EXERCISE OBJECTIVE —
Pull out every line in the records below that contains the word "person".

(Records from an annotation dataset)
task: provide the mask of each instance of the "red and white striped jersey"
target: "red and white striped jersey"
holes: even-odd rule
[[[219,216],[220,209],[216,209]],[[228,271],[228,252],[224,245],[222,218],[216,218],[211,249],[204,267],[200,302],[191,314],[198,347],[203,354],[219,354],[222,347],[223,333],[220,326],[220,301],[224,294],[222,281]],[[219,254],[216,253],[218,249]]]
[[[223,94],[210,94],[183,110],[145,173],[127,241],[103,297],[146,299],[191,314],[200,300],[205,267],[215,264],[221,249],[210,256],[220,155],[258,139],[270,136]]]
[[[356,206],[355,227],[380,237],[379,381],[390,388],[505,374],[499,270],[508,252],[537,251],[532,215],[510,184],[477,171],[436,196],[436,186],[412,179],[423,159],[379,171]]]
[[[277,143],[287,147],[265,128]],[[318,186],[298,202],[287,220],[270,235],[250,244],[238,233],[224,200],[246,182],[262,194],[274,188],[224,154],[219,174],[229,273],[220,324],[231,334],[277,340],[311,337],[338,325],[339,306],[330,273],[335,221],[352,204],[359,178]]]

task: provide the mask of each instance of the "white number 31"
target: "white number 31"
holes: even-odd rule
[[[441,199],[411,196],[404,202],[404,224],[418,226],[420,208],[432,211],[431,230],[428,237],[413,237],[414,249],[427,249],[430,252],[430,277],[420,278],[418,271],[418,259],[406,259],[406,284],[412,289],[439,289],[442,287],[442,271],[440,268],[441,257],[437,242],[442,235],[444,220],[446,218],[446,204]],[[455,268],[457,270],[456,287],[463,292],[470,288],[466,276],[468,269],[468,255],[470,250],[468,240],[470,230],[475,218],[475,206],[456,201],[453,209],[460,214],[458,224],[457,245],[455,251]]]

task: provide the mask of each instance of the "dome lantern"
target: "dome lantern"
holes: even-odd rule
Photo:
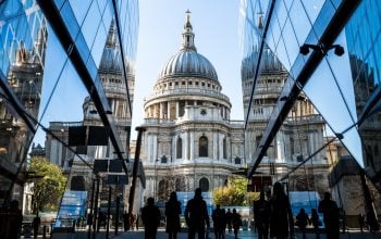
[[[168,77],[199,77],[219,83],[214,66],[196,50],[195,34],[190,24],[190,11],[187,10],[185,13],[187,15],[182,34],[181,49],[167,61],[160,72],[159,79]]]

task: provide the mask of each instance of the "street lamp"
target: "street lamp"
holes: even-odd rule
[[[323,43],[318,45],[310,45],[310,43],[304,43],[299,48],[299,52],[303,55],[306,55],[309,53],[309,49],[312,49],[315,51],[320,51],[322,54],[327,55],[327,52],[331,49],[334,49],[334,53],[339,56],[344,54],[344,48],[340,45],[332,45],[330,47],[324,46]]]
[[[153,185],[153,198],[155,198],[155,201],[157,201],[158,197],[157,197],[157,187],[158,187],[158,173],[157,173],[157,163],[159,162],[159,159],[156,159],[155,161],[155,185]]]

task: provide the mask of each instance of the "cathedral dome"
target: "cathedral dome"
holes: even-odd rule
[[[180,51],[170,58],[159,77],[172,76],[194,76],[218,81],[213,65],[196,51]]]
[[[197,53],[194,45],[195,35],[189,22],[189,14],[183,30],[183,42],[180,52],[172,55],[164,64],[159,78],[189,76],[202,77],[218,81],[214,66],[207,58]]]
[[[102,73],[121,73],[122,65],[122,56],[114,32],[114,22],[112,22],[100,60],[99,71]]]

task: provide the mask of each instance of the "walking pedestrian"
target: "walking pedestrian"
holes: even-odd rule
[[[283,186],[276,181],[270,200],[270,237],[286,239],[288,234],[294,237],[294,217]]]
[[[309,217],[304,209],[300,209],[299,213],[296,215],[296,226],[299,227],[302,232],[302,238],[306,239],[306,227],[311,224]]]
[[[237,239],[238,230],[239,230],[239,227],[242,226],[242,218],[239,213],[237,213],[235,209],[233,209],[233,213],[232,213],[232,225],[234,230],[234,238]]]
[[[358,214],[358,226],[360,227],[360,231],[364,232],[364,224],[365,224],[365,216],[362,213]]]
[[[255,227],[258,231],[258,239],[269,238],[269,224],[270,224],[270,204],[265,199],[265,191],[261,190],[259,200],[254,201],[253,212],[255,219]]]
[[[34,238],[37,238],[38,236],[38,228],[39,228],[39,225],[41,224],[41,218],[36,215],[35,218],[33,218],[33,222],[32,222],[32,225],[33,225],[33,237]]]
[[[219,204],[216,205],[216,209],[211,214],[211,218],[213,219],[213,231],[216,239],[222,239],[222,229],[224,229],[225,215],[224,211],[220,207]]]
[[[226,212],[226,225],[228,225],[228,231],[232,232],[232,212],[230,211],[230,209],[228,209],[228,212]]]
[[[327,239],[340,238],[340,212],[336,202],[331,200],[330,192],[324,193],[318,211],[323,214]]]
[[[196,232],[198,239],[205,239],[205,225],[207,230],[210,228],[207,203],[204,201],[201,192],[201,189],[197,188],[195,197],[187,202],[185,207],[184,216],[189,230],[189,239],[195,239]]]
[[[147,205],[142,210],[142,221],[145,228],[145,239],[156,239],[160,225],[160,211],[159,207],[155,205],[153,198],[147,199]]]
[[[172,191],[169,201],[165,203],[165,218],[169,239],[176,239],[177,232],[180,231],[180,214],[181,214],[181,202],[177,201],[177,194]]]
[[[314,226],[316,239],[319,239],[320,238],[319,227],[321,226],[321,221],[319,218],[318,211],[316,209],[311,210],[311,224]]]

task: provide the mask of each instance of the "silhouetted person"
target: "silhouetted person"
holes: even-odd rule
[[[258,231],[258,239],[268,239],[270,224],[270,203],[265,199],[263,190],[260,191],[259,200],[254,201],[253,212],[255,227]]]
[[[170,200],[165,203],[165,217],[169,239],[176,239],[177,232],[180,231],[180,214],[181,214],[181,202],[177,201],[177,194],[172,191]]]
[[[270,237],[276,239],[294,236],[294,217],[287,196],[281,183],[273,186],[273,193],[270,200]]]
[[[318,215],[318,211],[316,211],[316,209],[311,209],[311,224],[315,229],[316,239],[319,239],[319,226],[321,226],[321,222]]]
[[[124,211],[123,213],[123,227],[124,231],[130,230],[130,217],[126,211]]]
[[[155,205],[153,198],[147,199],[147,205],[142,210],[142,221],[145,228],[145,239],[156,239],[160,225],[160,210]]]
[[[327,239],[340,238],[340,212],[336,202],[331,200],[330,192],[324,193],[318,211],[323,214]]]
[[[139,230],[139,214],[136,214],[136,230]]]
[[[23,223],[23,214],[19,209],[17,200],[11,201],[10,207],[5,212],[5,216],[7,217],[2,222],[2,226],[5,226],[5,231],[3,231],[4,235],[1,235],[0,237],[7,239],[16,239]]]
[[[217,239],[222,239],[223,230],[225,228],[225,212],[220,207],[219,204],[216,205],[216,209],[211,214],[211,218],[213,219],[214,237]]]
[[[228,209],[228,212],[226,212],[226,225],[228,225],[228,231],[232,232],[232,212],[230,211],[230,209]]]
[[[226,230],[226,211],[225,209],[222,209],[222,219],[221,219],[221,238],[224,239],[225,238],[225,230]]]
[[[232,225],[234,230],[234,238],[237,239],[238,230],[239,230],[239,227],[242,226],[242,219],[241,219],[241,215],[237,213],[235,209],[233,209],[233,213],[232,213]]]
[[[32,226],[33,226],[33,237],[37,238],[38,236],[38,228],[41,224],[41,218],[37,215],[35,218],[33,218]]]
[[[342,232],[345,234],[345,229],[346,229],[346,213],[344,211],[344,209],[339,210],[340,212],[340,222],[341,222],[341,226],[342,226]]]
[[[377,221],[376,214],[372,212],[372,210],[367,211],[367,224],[370,232],[374,232],[380,229],[380,224]]]
[[[195,197],[187,202],[184,216],[189,229],[188,238],[194,239],[197,232],[198,239],[204,239],[205,225],[209,229],[210,223],[207,203],[202,200],[200,188],[195,190]]]
[[[300,229],[303,239],[306,239],[306,227],[310,224],[310,221],[304,209],[300,209],[299,213],[296,215],[296,224]]]
[[[358,214],[358,226],[360,227],[360,231],[364,232],[365,225],[365,216],[362,213]]]

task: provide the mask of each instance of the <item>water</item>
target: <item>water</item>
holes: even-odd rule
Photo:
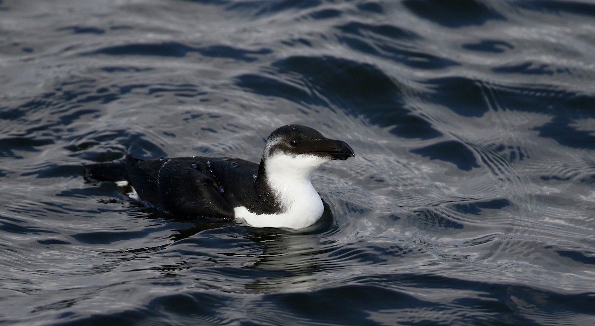
[[[595,4],[0,2],[0,323],[595,323]],[[299,232],[81,164],[344,140]]]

SOLUTION TO THIS EXERCISE —
task: provide the mask of each instance of the "silhouetted person"
target: "silhouetted person"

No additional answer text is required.